--- begin READING TEXT ---

That’s all good and well, but what about the stupid and unskilled people? What are they gonna do? For generations they were guaranteed easy backbreaking jobs in the factories, and now they got nothin’. What they gonna do? Huh? Huh? Huh? HUH? Answer me!

Not everybody can work in the media and arts and entertainment sector. Millions upon millions of people are way too IQ deficient to handle such work. Remember: nearly half of the people in our country are of below average intelligence.

McDonald’s, of course. And if McDonald’s somehow figures out how to outsource the serving of a crappy hamburger to India (which is highly unlikely; because of religious reasons, most Indians don’t eat beef), then we’ve still got Taco Bell and Burger King.

[quote=“MaPoDurian”]

As far as impact on future job prospects, the IT industry is gone from the U.S., and accounting is following. Stock analysts are being offshored to India also. I’ve written this before: IMHO any job which doesn’t require physical presence or significant infrastructure is at risk. However, speaking a second (third, … nth) language, at least those languages used by major labor-supplying nations, will be an asset, as will experience dealing with or managing foreign workers. Tomas, were I you, I wouldn’t worry – I think companies will be throwing huge wads of steaming cash at you to work for them.[/quote]
Yes, but not all outsourcing works out. Call center and accounting work are things that depend a great deal on “soft skills” that would be difficult for an Indian or other foreigner who’s never travelled outside of India to acquire. We’ve already heard about some of the language problems encountered when sending call centers to India. More importantly, Indians often don’t understand the style or level of service that would be expected in a western country. It’s hard to train them to give the same level of service found in the US because they have never received such service themselves. It’s completely, er, foreign to them.

I’ve read of some outsourcing of accounting coming to the mainland. More and more mainlanders are taking American and British exams for public accountancy certifications. They may do quite well on the exams, but they don’t understand a lot of the things that aren’t in the rule books. They don’t know how much bullshitting they can get away with. In China, anything on the books is fair game for manipulation; in the states, our bean counters take proud in their highly sophisticated bullshitting skills, and they know just where and how they can get away with it. :wink:

Although many jobs can and should be outsourced, many companies are discovering that there are many cultural barriers that will prevent them from outsourcing as much as they’d like.

What, you mean putting you on hold for 20 minutes, not answering the question, putting you on hold for another 10 minutes passing you on to someone else who can’t answer the question, putting you on hold again and then cutting you off? Wait… that’s Australian service - maybe you guys have it better? Yeah, I can see training all that into them would be hard :smiley:

I saw a documentary on the training of Indian call centre workers a while ago - fascinating stuff. Depending on the country they were given, they had these intense sessions learning about the culture of the place and identifying landmarks - I remember the ones bound for American call centres were taught solemnly “Americans will speak in sports metaphors” and the Australian ones were taught to differentiate Bondi Beach from the Gold Coast, and ridiculous slang phrases that I’ve never heard anyone use (And excuse me while I :stuck_out_tongue: back at MaPoDurian :slight_smile: )

--- end READING TEXT ---

* WRITTEN INSTRUCTION A *
Copy the outsourcing discussion from "Not everybody can" to "and Burger King.", substituting "burrito" for "hamburger".
* WRITTEN INSTRUCTION B *
Carry the outsourcing discussion forward from its final sentence.

--- begin RECORDED DATA ---

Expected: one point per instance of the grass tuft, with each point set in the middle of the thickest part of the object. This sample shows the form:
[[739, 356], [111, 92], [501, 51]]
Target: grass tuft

--- end RECORDED DATA ---
--- begin RECORDED DATA ---

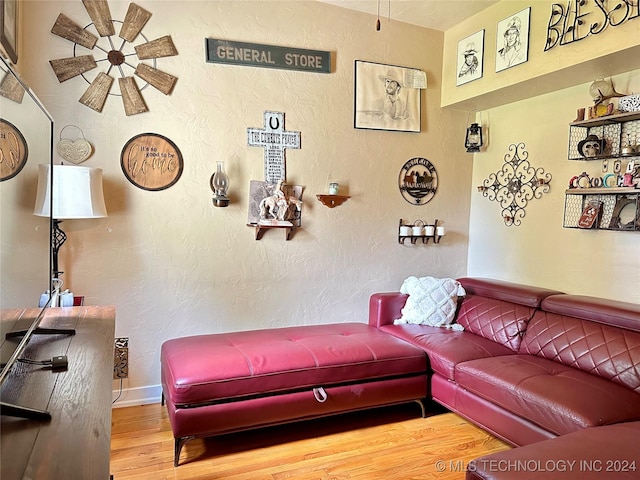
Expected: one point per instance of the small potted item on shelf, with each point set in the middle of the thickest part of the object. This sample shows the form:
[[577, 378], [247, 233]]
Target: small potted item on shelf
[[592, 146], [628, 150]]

--- end RECORDED DATA ---
--- begin RECORDED DATA ---

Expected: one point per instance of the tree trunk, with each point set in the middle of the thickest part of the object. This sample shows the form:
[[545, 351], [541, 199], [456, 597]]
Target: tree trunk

--- end RECORDED DATA ---

* TASK RESPONSE A *
Not everybody can work in the media and arts and entertainment sector. Millions upon millions of people are way too IQ deficient to handle such work. Remember: nearly half of the people in our country are of below average intelligence.

McDonald’s, of course. And if McDonald’s somehow figures out how to outsource the serving of a crappy burrito to India (which is highly unlikely; because of religious reasons, most Indians don’t eat beef), then we’ve still got Taco Bell and Burger King.

* TASK RESPONSE B *
I agree though, I think it’d be tough to properly provide customer service from around the planet, though given that you can get people answering the phones in India who are all university educated or better for a fraction of the cost, companies may find it worthwhile to keep trying.

And yeah, there are still plenty of ‘face to face’ jobs for the unskilled, at least for now…

[quote=“daasgrrl”]I saw a documentary on the training of Indian call centre workers a while ago - fascinating stuff. Depending on the country they were given, they had these intense sessions learning about the culture of the place and identifying landmarks - I remember the ones bound for American call centres were taught solemnly “Americans will speak in sports metaphors” and the Australian ones were taught to differentiate Bondi Beach from the Gold Coast, and ridiculous slang phrases that I’ve never heard anyone use (And excuse me while I back at MaPoDurian )
[/quote]
I imagine some companies outsource these call centers without understanding that they will have to organize very intensive training of the kind you describe. I’m sure it’s still worth their money, though. I read an article about this in either the Economist or the SCMP recently. There are quite a few consultancies in India that specialize in helping foreign companies do just this sort of thing. These consultants are really nothing more than good English teachers with a knack for business.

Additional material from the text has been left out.